- [Supplied passage]:
****************
# Shoreline park boat ramp shenanigans



## TheBeeDeeGee (Oct 3, 2017)

I've been to lots ramps in my day, all over the gulf coast, and east coast with my job. I don't know if I have ever seen as many people take SO LONG to get a boat on a trailer than I did today about 5:30 at shoreline. I'm talking literally 10 to 15 min to get the boat on the trailer and pulled out. Half the people were walking the boat around from the side docks and then floating the boat on the trailer instead of just driving it on, Then they would take 10 min getting it on straight and hooked up. One guy with a 30 ft cruiser took his boat on and off the trailer at least 5 times and it was at least 25 min before he finally pulled the boat out.

Another group of idiots docked his boat IN THE RAMP and then went to go get his truck and get in the long line of trucks blocking a whole ramp spot for like 20-30 min. The next group backed in the trailer next to them and then instead of driving onto their trailer, attempted to pull the boat around the docked boat in the ramp and onto their trailer with the dock lines. Who does this!

I think if you pulled this shit at ramps in south Louisiana they would kill you. I understand the ramp is crowded, and I don't mind waiting, but man after 10 min your damn boat should be on the trailer this shit is ridiculous. It really should never take more than 5 min, There was no excuse, no wind at all, and dudes are getting the whole boat sideways across both ramps.


----------



## Splittine (Nov 24, 2007)

All the entitled Gulf Breezians.


----------



## pcolapaddler (Sep 27, 2007)

Many just don't know any better and/or are intimidated by the process.

As a youngster, I worked in the service dept of a marine dealer and marina. While there, I helped launch and retrieve dozens of boats at different ramps. I made probably every possible mistake. I also learned to drive a boat onto a trailer.

When I was able to buy a boat many years later, one of the first things I did was to take it to a local ramp during the week when no one was around. I measured and adjusted the trailer so that it would be very difficult to load the boat off center. It was almost self centering.

This accomplished a couple things. One, I got a lot of practice loading and launching that boat while making and testing adjustments. Two, once adjusted, the boat would almost self center on the trailer. It usually took longer to park or retrieve my vehicle than to launch or load the boat.

I worked at the boat place for many years. It was often hard, hot and dirty work, but I learned things that have benefitted me professionally and personally.
****************
- [Aim]: Could you carry the boat ramp thread forward from the point where it stops?

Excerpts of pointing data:
****************
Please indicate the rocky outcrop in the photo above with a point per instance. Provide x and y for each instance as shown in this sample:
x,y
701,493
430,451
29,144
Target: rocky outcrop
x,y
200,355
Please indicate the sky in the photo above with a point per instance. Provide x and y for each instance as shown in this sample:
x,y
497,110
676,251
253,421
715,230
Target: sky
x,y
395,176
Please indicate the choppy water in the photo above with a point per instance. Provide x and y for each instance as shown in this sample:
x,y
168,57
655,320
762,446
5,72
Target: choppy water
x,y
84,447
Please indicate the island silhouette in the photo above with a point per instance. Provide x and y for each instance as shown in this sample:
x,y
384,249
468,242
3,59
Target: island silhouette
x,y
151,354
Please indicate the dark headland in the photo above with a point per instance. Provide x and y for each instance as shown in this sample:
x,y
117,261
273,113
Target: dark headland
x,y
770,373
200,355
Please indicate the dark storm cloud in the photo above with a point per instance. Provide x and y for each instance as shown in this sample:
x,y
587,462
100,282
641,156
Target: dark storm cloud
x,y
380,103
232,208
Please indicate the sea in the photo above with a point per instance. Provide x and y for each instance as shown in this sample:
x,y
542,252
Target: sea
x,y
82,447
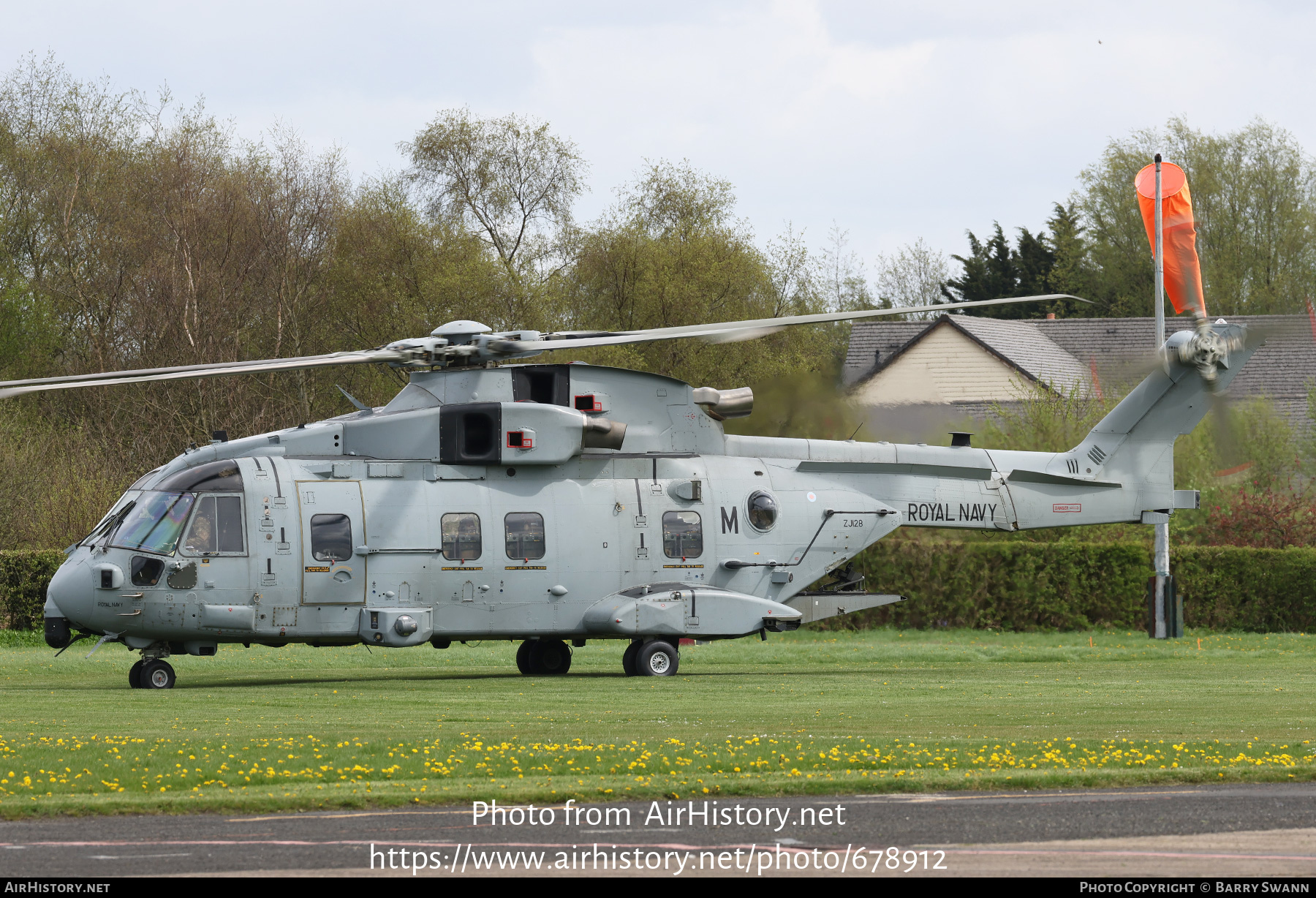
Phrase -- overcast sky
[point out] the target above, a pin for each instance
(895, 120)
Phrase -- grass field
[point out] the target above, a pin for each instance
(298, 727)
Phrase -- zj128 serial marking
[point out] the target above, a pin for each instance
(942, 511)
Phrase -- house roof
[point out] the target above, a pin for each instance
(1064, 350)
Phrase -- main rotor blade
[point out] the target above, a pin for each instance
(733, 331)
(190, 371)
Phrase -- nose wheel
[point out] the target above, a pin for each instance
(151, 674)
(656, 659)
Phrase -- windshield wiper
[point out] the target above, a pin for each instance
(113, 524)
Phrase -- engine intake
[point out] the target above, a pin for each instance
(722, 404)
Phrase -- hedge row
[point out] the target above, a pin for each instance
(24, 577)
(1044, 586)
(1020, 586)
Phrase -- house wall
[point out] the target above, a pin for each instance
(942, 368)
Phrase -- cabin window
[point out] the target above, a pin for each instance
(682, 535)
(216, 527)
(330, 537)
(761, 511)
(461, 536)
(524, 535)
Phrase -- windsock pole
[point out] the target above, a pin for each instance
(1162, 531)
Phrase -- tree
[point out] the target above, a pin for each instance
(513, 182)
(912, 276)
(1036, 265)
(671, 252)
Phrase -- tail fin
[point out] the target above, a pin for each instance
(1135, 442)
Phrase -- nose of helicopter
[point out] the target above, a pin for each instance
(72, 592)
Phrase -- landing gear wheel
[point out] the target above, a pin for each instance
(157, 674)
(657, 659)
(523, 657)
(551, 656)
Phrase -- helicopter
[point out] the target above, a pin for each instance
(554, 503)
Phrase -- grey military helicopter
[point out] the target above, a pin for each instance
(627, 511)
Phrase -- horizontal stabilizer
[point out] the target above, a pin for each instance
(816, 607)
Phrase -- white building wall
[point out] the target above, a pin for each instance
(944, 368)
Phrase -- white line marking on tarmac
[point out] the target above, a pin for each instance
(133, 858)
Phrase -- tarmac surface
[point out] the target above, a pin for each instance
(1198, 831)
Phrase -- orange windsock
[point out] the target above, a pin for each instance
(1182, 269)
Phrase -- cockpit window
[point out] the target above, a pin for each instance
(216, 527)
(113, 518)
(153, 523)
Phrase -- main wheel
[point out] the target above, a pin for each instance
(157, 674)
(657, 659)
(551, 656)
(523, 657)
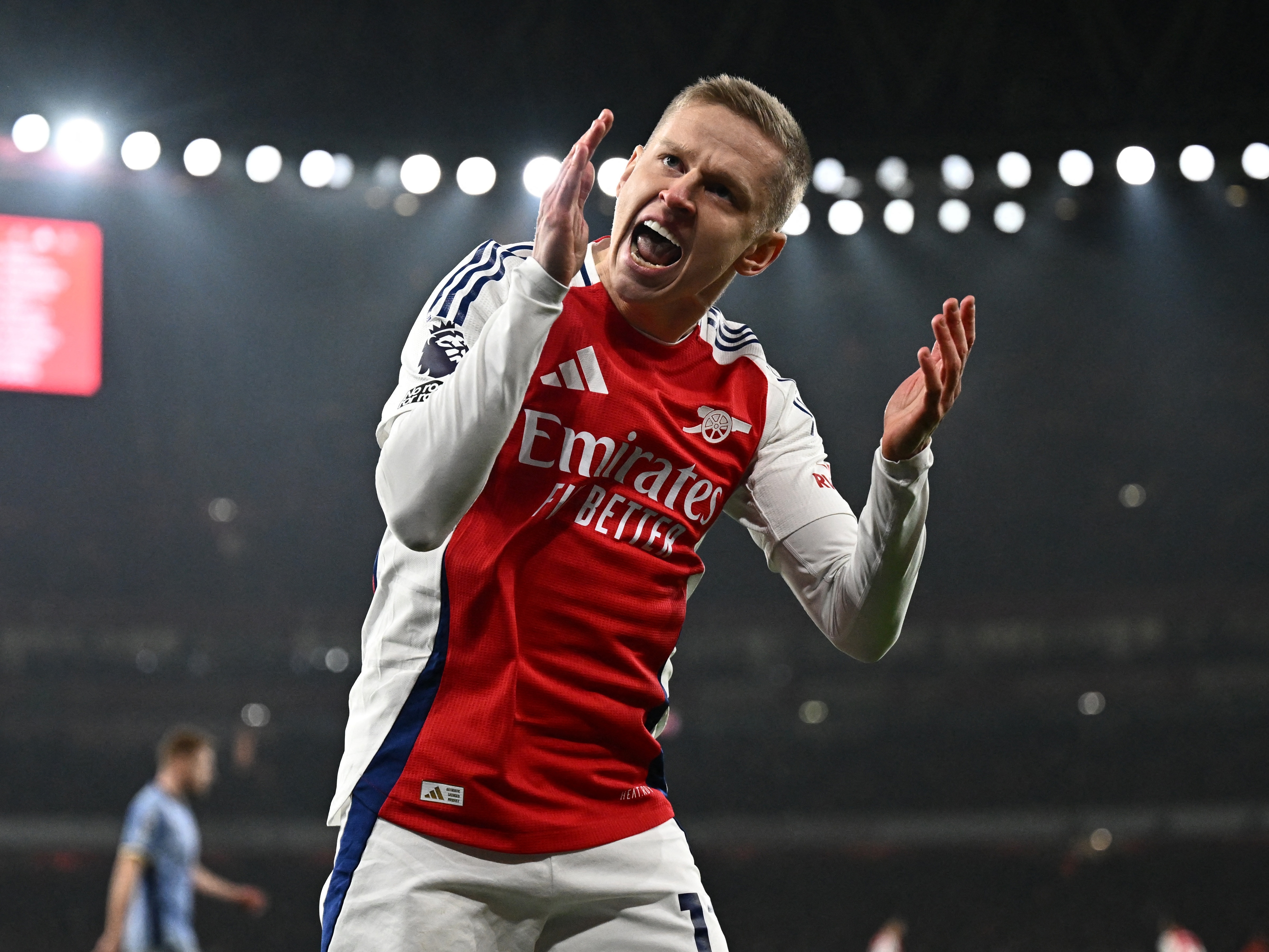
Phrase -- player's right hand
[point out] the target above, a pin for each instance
(561, 238)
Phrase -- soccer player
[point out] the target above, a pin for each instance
(570, 421)
(150, 905)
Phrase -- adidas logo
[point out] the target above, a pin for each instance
(442, 794)
(573, 379)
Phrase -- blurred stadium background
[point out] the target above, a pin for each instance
(1068, 748)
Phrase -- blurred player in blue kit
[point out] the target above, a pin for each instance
(150, 905)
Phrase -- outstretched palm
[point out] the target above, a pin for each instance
(924, 399)
(560, 243)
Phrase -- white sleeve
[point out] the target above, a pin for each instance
(855, 578)
(450, 324)
(436, 459)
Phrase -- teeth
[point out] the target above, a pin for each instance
(660, 230)
(639, 259)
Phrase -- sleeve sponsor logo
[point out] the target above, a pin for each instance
(421, 393)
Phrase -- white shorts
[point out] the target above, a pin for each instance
(419, 894)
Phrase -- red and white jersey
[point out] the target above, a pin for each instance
(516, 676)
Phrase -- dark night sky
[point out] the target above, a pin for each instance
(252, 334)
(865, 78)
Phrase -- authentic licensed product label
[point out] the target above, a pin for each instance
(442, 794)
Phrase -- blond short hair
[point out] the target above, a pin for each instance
(775, 120)
(182, 740)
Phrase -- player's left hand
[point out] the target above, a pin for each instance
(924, 399)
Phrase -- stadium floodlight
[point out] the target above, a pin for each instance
(1255, 160)
(263, 164)
(140, 152)
(955, 216)
(79, 143)
(318, 168)
(1136, 165)
(476, 176)
(421, 174)
(609, 174)
(1197, 163)
(893, 174)
(343, 173)
(957, 174)
(899, 216)
(1075, 167)
(829, 177)
(202, 158)
(1013, 169)
(1009, 218)
(799, 221)
(846, 218)
(31, 134)
(540, 174)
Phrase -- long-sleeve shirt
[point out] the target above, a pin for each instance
(548, 474)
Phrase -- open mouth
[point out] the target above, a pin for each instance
(654, 247)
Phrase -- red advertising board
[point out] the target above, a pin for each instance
(50, 305)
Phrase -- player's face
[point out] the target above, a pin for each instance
(202, 771)
(688, 209)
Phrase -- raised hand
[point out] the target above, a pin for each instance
(560, 242)
(924, 399)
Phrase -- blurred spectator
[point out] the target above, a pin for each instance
(890, 937)
(1174, 938)
(150, 904)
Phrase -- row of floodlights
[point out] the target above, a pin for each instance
(1135, 164)
(847, 216)
(80, 143)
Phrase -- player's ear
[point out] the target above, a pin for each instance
(762, 254)
(630, 168)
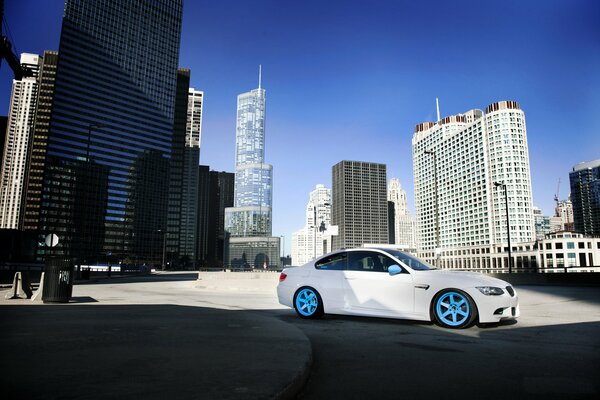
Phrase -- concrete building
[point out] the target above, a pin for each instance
(461, 164)
(188, 241)
(585, 195)
(106, 173)
(21, 118)
(215, 195)
(401, 222)
(307, 243)
(39, 143)
(360, 209)
(248, 224)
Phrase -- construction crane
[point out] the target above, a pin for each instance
(7, 54)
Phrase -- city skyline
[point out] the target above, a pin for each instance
(338, 75)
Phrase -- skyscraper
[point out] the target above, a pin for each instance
(307, 243)
(403, 226)
(360, 208)
(456, 163)
(105, 184)
(248, 224)
(21, 118)
(191, 158)
(585, 196)
(215, 195)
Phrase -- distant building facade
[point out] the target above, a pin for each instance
(458, 163)
(21, 118)
(402, 223)
(248, 224)
(360, 208)
(307, 243)
(106, 172)
(585, 196)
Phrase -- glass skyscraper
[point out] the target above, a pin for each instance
(248, 223)
(106, 178)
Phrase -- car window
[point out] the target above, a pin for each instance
(411, 261)
(368, 261)
(335, 262)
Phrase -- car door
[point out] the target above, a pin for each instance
(370, 290)
(327, 279)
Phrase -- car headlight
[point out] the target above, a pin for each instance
(490, 290)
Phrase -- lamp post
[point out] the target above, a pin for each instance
(498, 184)
(437, 208)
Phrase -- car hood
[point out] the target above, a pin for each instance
(458, 278)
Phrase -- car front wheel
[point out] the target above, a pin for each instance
(308, 303)
(454, 309)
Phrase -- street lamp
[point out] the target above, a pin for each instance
(283, 251)
(437, 207)
(498, 184)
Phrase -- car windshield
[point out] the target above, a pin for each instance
(412, 261)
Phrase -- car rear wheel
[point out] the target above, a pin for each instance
(454, 309)
(308, 303)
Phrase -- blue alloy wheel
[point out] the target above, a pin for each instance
(453, 309)
(308, 303)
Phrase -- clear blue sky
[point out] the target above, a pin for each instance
(350, 79)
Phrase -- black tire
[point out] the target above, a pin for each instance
(454, 309)
(308, 303)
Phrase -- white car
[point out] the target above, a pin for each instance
(392, 284)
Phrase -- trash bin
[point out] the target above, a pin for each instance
(58, 280)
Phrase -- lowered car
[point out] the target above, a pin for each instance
(393, 284)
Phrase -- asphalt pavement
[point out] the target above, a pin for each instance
(98, 346)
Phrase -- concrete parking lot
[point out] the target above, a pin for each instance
(552, 352)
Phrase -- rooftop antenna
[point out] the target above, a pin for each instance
(259, 75)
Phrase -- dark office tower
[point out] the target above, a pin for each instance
(39, 143)
(585, 196)
(176, 185)
(360, 208)
(113, 113)
(215, 193)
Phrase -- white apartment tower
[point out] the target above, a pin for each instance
(460, 164)
(307, 243)
(404, 225)
(21, 118)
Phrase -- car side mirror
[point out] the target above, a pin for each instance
(394, 270)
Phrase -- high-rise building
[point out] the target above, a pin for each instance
(106, 177)
(21, 118)
(360, 208)
(460, 165)
(189, 197)
(248, 224)
(307, 243)
(215, 195)
(403, 224)
(585, 196)
(39, 142)
(564, 211)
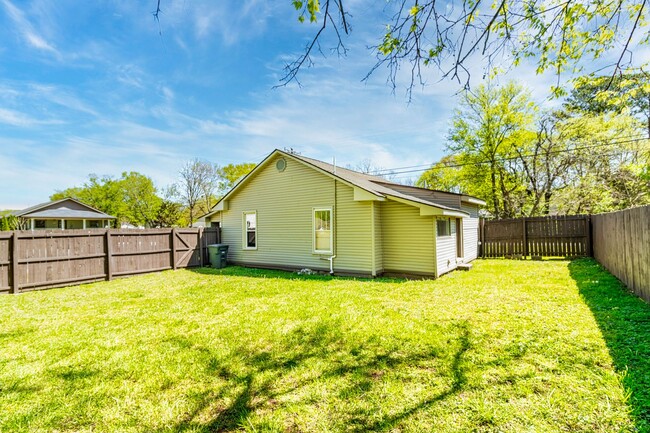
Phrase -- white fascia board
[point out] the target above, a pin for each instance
(472, 200)
(363, 195)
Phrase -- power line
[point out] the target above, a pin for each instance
(399, 170)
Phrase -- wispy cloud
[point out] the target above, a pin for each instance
(16, 118)
(26, 29)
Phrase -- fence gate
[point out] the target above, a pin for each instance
(554, 236)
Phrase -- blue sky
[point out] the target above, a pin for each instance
(100, 87)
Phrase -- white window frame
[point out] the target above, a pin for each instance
(448, 224)
(245, 230)
(313, 229)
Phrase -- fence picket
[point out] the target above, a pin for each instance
(31, 260)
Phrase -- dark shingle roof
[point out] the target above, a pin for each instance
(378, 185)
(58, 209)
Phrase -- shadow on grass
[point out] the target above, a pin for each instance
(295, 370)
(240, 271)
(624, 320)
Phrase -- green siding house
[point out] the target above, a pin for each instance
(293, 212)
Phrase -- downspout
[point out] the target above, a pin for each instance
(335, 228)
****************
- [Response to the task]:
I really think dealers should offer a service where they take new owners out and teach them the fundamentals. A number of accidents and injuries happen at boat ramps.

Sent from my Pixel 6 Pro using Tapatalk


----------



## Boardfeet (Sep 27, 2007)

This is why I launch at a private ramp. I’ve never had to wait To launch or retrieve my boat.


----------



## etrade92 (Jul 30, 2015)

TheBeeDeeGee said:


> Another group of idiots docked his boat IN THE RAMP and then went to go get his truck and get in the long line of trucks blocking a whole ramp spot for like 20-30 min.



A guy in front of me tried this on Saturday. He started walking to retrieve his vehicle and saw me backing down the ramp with a purpose. I would have made his wife and kids move it if he didn't. He had a change of mind and kindly moved it over to the staging dock. I was on the trailer and out of there in under 5 minutes. 

No words were spoken to each other but that weird guy like telepathy thing happened where he knew what to do and what my intentions were.


----------



## stevenattsu (Apr 24, 2009)

It was wild Saturday. I've got the wife trained to unload and load the boat on the trailer, takes us about 1 min. We get some unusually stares


----------



## Realtor (Oct 1, 2007)

Boardfeet said:


> This is why I launch at a private ramp. I’ve never had to wait To launch or retrieve my boat.


You're special


----------



## TheBeeDeeGee (Oct 3, 2017)

etrade92 said:


> I was on the trailer and out of there in under 5 minutes.


That's what I don't get , even if you have to adjust the boat slightly it shouldn't take more than 5 min.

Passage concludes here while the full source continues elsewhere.